● **Excerpted passage**:
- Opening Delimiter -
Gardner received his only formal legal education at Valparaiso University School of Law. He attended law school for approximately 1 month, was suspended from school when his interest in boxing became a demonstration, then settled in California where he became a self-taught attorney and passed the state bar exam.
Innovative and restless in his nature, he was frankly bored by the routine of legal practice, the only part of which he enjoyed was trial work and the development of trial strategy. In his spare time, he began to write for the Pulp magazines, which also fostered the early careers of Dashiell Hammett and Raymond Chandler. He created many different series characters for the pulps, including the ingenious Lester Leith — a parody of Dorothy Sayers's Lord Peter Wimsey — and Ken Corning, a crusading lawyer who was the archetype of his most successful creation: the fictional lawyer and crime-solver Perry Mason, about whom he wrote more than eighty novels. With the success of Perry Mason he gradually reduced his contributions to the pulp magazines, eventually withdrawing from the medium entirely, except for non-fiction articles on travel, Western history, and forensic science.
Gardner also devoted thousands of hours to a project called "The Court of Last Resort", which he undertook with his many friends in the forensic, legal and investigative communities. The project sought to review and, if appropriate, to reverse, miscarriages of justice against possibly innocent criminal defendants who were convicted owing to poor original legal representation and/or to the inadequate, careless or malicious actions of police and prosecutors and most especially, with regard to the abuse or misinterpretation of medical and other forensic evidence. The resulting 1952 book earned Gardner his only Edgar Award, in the Best Fact Crime category.
- Closing Delimiter -
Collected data
- Opening Delimiter -
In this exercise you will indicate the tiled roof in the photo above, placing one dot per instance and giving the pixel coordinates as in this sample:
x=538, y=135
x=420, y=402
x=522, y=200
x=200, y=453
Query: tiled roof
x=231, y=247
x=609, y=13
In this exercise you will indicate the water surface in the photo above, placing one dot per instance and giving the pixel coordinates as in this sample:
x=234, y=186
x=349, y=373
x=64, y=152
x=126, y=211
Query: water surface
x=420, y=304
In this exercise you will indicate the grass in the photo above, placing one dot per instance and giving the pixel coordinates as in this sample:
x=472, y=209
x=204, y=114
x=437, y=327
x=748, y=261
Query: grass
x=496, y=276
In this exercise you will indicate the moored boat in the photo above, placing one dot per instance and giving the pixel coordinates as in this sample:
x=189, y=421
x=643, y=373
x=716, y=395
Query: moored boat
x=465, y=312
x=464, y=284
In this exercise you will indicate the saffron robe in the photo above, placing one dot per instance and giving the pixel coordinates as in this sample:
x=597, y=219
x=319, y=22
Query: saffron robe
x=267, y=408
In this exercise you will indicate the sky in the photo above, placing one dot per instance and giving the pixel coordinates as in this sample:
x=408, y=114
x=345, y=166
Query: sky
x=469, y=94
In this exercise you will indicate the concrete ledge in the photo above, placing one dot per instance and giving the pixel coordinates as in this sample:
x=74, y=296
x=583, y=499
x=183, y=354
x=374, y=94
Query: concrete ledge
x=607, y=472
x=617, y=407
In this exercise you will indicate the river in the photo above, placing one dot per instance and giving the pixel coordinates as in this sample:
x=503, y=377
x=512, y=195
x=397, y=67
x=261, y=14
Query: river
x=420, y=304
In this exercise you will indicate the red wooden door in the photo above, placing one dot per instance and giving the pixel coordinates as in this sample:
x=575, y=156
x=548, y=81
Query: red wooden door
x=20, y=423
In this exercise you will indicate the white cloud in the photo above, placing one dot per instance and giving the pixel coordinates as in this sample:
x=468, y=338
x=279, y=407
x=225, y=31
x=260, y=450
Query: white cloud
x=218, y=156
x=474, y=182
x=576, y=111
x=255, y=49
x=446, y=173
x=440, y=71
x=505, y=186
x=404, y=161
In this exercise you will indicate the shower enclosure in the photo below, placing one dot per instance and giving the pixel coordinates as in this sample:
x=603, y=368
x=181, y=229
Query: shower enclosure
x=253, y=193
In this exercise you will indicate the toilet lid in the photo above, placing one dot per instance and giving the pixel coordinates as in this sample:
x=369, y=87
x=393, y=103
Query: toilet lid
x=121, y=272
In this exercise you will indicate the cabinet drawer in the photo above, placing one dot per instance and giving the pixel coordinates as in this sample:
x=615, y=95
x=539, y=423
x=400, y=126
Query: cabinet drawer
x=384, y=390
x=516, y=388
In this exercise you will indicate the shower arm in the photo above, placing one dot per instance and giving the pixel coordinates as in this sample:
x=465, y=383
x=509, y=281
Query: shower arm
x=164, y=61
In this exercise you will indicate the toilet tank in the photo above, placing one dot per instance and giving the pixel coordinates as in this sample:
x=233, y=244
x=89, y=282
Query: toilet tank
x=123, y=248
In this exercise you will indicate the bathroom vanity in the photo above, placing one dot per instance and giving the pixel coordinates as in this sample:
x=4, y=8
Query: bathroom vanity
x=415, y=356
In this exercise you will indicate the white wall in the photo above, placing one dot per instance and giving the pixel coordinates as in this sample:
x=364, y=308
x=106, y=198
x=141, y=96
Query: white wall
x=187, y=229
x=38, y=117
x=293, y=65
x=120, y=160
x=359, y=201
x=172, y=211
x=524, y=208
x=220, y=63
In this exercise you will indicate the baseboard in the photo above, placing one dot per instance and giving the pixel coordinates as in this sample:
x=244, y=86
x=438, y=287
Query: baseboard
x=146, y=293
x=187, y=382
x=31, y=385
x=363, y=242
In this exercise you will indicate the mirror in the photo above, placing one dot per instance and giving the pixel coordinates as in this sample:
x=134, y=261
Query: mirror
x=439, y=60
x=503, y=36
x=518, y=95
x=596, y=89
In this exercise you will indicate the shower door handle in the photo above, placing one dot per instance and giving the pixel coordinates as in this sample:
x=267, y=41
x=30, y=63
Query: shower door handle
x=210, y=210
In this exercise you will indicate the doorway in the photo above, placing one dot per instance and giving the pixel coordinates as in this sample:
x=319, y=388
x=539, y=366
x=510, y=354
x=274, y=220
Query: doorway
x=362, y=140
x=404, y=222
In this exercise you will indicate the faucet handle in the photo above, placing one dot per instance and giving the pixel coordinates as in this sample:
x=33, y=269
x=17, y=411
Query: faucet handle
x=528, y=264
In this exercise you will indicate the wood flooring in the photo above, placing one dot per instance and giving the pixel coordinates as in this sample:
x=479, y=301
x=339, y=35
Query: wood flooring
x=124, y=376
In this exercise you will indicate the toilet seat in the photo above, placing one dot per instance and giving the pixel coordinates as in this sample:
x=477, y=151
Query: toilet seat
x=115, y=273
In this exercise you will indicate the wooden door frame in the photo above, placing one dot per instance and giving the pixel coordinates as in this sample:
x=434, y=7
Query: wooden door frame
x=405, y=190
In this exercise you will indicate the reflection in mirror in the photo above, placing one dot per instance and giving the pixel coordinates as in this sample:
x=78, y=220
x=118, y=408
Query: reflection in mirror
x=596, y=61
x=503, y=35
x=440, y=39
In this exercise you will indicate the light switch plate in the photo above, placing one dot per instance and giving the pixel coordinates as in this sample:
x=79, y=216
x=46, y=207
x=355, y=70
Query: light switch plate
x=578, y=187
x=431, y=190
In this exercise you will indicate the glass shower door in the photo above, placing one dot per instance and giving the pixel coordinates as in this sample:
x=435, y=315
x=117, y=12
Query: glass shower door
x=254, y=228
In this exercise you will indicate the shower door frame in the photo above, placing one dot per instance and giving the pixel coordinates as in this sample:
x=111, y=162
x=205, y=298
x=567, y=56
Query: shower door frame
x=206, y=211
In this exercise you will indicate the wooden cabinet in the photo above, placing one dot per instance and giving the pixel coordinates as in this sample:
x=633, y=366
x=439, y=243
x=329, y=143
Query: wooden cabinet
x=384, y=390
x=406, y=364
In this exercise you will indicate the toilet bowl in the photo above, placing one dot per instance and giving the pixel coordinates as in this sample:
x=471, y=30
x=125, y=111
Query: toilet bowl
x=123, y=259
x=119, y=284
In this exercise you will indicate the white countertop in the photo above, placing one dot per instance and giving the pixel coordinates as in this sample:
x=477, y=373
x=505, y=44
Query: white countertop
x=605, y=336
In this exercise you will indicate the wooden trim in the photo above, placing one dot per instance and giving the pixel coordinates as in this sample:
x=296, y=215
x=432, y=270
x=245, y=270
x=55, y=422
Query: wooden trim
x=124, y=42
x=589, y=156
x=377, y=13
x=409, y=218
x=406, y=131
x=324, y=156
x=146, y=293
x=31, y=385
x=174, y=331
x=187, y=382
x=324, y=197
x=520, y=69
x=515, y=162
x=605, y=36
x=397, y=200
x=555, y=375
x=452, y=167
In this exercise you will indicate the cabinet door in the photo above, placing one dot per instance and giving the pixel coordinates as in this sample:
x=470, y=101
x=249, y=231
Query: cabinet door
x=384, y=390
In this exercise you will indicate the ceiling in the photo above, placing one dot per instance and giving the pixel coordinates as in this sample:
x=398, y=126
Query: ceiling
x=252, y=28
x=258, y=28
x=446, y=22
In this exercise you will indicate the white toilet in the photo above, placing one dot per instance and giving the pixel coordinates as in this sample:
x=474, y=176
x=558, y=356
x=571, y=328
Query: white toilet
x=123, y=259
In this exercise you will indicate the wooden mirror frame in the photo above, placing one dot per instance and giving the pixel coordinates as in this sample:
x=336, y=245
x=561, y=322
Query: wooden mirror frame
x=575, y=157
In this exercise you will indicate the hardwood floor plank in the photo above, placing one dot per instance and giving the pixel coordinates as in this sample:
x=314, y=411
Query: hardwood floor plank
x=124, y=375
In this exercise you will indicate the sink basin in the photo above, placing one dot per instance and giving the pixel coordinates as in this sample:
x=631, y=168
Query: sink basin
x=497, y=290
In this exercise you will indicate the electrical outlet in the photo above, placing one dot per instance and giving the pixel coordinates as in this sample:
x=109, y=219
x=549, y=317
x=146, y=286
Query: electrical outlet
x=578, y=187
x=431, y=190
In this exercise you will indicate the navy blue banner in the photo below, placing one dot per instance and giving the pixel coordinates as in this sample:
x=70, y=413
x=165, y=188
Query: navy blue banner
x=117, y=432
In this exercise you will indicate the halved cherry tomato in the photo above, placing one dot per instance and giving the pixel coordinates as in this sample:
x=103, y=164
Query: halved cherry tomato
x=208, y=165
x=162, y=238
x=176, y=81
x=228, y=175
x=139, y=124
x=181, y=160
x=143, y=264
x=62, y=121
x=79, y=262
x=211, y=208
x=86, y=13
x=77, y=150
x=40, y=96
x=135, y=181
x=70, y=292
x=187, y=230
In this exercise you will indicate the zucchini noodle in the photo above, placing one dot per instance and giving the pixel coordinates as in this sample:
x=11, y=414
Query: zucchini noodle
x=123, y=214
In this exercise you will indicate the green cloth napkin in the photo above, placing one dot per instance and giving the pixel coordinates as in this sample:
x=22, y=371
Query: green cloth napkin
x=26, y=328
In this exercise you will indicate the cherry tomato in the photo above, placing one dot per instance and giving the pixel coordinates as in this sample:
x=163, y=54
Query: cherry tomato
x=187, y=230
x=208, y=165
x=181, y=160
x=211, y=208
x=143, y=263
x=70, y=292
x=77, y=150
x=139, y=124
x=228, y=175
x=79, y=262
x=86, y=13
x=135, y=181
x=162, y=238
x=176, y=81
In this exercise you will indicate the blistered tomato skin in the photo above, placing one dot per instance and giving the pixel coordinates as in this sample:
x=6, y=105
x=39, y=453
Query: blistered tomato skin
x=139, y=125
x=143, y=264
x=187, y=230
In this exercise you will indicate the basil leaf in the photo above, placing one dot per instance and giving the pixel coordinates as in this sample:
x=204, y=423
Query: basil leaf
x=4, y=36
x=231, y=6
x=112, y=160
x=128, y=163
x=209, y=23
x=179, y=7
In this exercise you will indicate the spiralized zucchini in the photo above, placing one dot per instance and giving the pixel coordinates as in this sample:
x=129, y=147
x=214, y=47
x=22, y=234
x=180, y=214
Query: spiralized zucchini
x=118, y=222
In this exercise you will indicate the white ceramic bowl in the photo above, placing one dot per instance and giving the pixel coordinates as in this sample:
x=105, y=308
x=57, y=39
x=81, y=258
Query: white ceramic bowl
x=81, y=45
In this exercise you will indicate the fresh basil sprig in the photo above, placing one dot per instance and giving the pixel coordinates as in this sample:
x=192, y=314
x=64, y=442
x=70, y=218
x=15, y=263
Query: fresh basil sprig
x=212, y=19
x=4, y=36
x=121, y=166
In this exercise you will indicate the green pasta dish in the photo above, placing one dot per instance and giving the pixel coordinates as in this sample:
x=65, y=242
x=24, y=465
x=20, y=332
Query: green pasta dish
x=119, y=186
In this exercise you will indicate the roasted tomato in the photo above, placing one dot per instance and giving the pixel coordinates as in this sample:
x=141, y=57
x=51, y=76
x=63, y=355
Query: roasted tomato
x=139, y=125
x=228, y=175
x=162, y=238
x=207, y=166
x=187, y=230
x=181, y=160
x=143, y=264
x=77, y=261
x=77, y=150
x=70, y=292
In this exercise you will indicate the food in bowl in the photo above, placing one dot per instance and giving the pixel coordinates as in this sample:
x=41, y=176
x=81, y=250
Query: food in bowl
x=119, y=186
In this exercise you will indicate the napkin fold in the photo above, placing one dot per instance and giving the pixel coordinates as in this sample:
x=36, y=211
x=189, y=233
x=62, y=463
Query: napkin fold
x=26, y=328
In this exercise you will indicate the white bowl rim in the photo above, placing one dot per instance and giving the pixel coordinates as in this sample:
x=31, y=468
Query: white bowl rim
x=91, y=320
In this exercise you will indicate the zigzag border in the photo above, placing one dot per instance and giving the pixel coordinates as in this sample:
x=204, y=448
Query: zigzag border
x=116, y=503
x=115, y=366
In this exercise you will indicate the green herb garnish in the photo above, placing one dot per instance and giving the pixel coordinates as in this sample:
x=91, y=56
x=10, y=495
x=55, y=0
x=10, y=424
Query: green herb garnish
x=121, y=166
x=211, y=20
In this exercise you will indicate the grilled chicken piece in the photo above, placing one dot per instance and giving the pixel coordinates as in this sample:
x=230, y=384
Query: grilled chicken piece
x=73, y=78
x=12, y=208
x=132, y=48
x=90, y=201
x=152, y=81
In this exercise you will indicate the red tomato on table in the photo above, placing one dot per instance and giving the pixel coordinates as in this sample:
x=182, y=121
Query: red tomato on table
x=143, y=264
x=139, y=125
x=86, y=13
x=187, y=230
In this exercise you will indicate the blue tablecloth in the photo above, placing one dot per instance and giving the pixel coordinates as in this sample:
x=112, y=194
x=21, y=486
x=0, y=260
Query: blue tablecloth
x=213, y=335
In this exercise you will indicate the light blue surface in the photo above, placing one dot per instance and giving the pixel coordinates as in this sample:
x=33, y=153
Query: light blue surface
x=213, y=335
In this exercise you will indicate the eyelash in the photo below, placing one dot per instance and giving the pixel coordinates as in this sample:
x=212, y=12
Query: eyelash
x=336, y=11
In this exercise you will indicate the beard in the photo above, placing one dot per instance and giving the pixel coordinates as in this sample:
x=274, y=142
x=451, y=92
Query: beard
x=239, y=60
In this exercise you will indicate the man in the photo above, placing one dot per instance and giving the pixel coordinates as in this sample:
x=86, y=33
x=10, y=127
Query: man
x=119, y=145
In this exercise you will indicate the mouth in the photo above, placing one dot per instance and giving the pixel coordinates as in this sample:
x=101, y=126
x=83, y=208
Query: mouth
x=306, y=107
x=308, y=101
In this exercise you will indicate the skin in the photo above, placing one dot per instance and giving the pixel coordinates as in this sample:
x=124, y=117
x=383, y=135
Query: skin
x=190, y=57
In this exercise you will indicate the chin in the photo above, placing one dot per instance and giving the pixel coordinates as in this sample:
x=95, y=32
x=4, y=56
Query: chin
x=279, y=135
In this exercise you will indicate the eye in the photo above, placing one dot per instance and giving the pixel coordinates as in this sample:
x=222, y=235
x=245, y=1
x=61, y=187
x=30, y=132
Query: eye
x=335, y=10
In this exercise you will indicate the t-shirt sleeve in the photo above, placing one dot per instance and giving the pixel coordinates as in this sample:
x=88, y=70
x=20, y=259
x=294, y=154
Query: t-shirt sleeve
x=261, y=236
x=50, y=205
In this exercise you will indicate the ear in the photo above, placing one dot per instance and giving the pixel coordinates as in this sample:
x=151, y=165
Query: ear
- Closing Delimiter -
● **Exercise requirements**:
1. Give the stretch of the passage about Gardner from "Gardner received his" through "state bar exam." again, renaming "California" as "Oregon".
2. Extend the passage about Gardner by continuing past its final sentence.

● **Task-by-task answers**:
1.
Gardner received his only formal legal education at Valparaiso University School of Law. He attended law school for approximately 1 month, was suspended from school when his interest in boxing became a demonstration, then settled in Oregon where he became a self-taught attorney and passed the state bar exam.

2.
The character of Perry Mason was portrayed in various Hollywood films of the 1930s and 40s, and eventually became a long-running TV series with Raymond Burr as the title character. Gardner made an appearance as a judge in the final episode of the original series. In the late 1980s and early 1990s, Mason was revived for a series of made-for-TV movies featuring surviving members of the original cast, including Burr.
Under the penname A. A. Fair he also wrote a series of novels about private detectives Bertha Cool and Donald Lam. He also wrote another noteworthy series of novels about District Attorney Doug Selby and his opponent, the rascally Alphonse Baker Carr. This series is interesting in that it is an inversion of the motif of the Perry Mason novels, with prosecutor Selby being portrayed as the courageous and imaginative crime solver and his perennial antagonist A.B. Carr being a wily shyster whose clients are always "as guilty as hell".